> TRECHO FORNECIDO
■ ■ ■ ■ ■

Honestamente não sei responder a essa pergunta. Tenho pensado no que diz Domenico de Masi. Se ele estiver certo e a mecanização da indústria apontar para uma liberação cada vez maior do serviço braçal em favor do trabalho intelectual e do tempo livre com a redução de jornada de trabalho, pelo menos nos países ricos e em desenvolvimento, teremos muito tempo de ócio criativo. Tempo para percebermos o quanto nos submetemos à tirania do consumo, e também para imaginarmos uma saída para essa crise global e humanitária que representa não só a situação do Haiti, mas a de centenas de milhões que sequer consomem o suficiente para se manterem vivos em todo o mundo.

■ ■ ■ ■ ■

> EXTRATO DOS DADOS
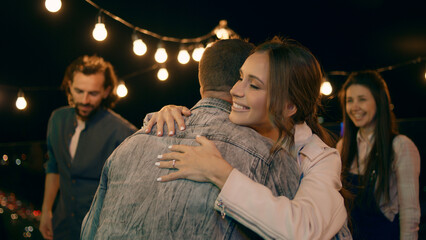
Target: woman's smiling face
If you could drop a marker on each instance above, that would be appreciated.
(361, 106)
(249, 94)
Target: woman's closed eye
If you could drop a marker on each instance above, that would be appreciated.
(254, 86)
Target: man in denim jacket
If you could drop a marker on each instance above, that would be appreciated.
(131, 204)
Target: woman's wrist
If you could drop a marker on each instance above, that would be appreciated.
(221, 176)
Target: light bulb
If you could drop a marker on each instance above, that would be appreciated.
(100, 32)
(222, 31)
(162, 74)
(53, 5)
(139, 47)
(183, 56)
(326, 88)
(160, 55)
(21, 103)
(198, 53)
(121, 90)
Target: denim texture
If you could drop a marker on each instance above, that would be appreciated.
(131, 204)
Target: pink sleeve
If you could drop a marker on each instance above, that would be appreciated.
(316, 212)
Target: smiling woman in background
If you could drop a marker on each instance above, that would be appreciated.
(380, 166)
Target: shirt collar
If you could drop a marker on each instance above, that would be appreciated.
(213, 102)
(302, 132)
(361, 138)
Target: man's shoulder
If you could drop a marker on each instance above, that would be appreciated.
(62, 112)
(116, 120)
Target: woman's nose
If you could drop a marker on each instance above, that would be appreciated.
(237, 89)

■ ■ ■ ■ ■

> CONJUNTO DE TAREFAS
1. Reproduza a parte do trecho sobre o ócio criativo que se inicia pelas palavras que contêm "Honestamente não sei" e termina em "todo o mundo.".
2. No trecho sobre o ócio criativo, quem é citado como referência ao se falar da mecanização da indústria?
3. Dê prosseguimento ao trecho sobre o ócio criativo a partir da última frase apresentada.
As linhas não são necessárias para a realização do que se pede.

> RESPOSTAS EM ORDEM
1.
Honestamente não sei responder a essa pergunta. Tenho pensado no que diz Domenico de Masi. Se ele estiver certo e a mecanização da indústria apontar para uma liberação cada vez maior do serviço braçal em favor do trabalho intelectual e do tempo livre com a redução de jornada de trabalho, pelo menos nos países ricos e em desenvolvimento, teremos muito tempo de ócio criativo. Tempo para percebermos o quanto nos submetemos à tirania do consumo, e também para imaginarmos uma saída para essa crise global e humanitária que representa não só a situação do Haiti, mas a de centenas de milhões que sequer consomem o suficiente para se manterem vivos em todo o mundo.

2. Domenico de Masi.

3.
Nesse ponto, não resta muita dúvida sobre o que fazer para os que tiverem ao mesmo tempo livre dos encargos da manutenção da própria família e da necessidade de acúmulo de riquezas pessoais. Antes, esses se entregavam às igrejas como missionários da fé, hoje dá para fazer mais que isso e sem o inconveniente do celibato ou da subjugação mental... Mas isso é assunto para outro texto!

(Por hj é só pessoal!)

2 comentários:

  1. Perfeito, e o que falta agora é as pessoas irem se conscientizando aos poucos, e nós, fazendo trabalho de formiguinha, pulicando mais e mais, distribuindo por aí esse material fantástico que vc escreveu.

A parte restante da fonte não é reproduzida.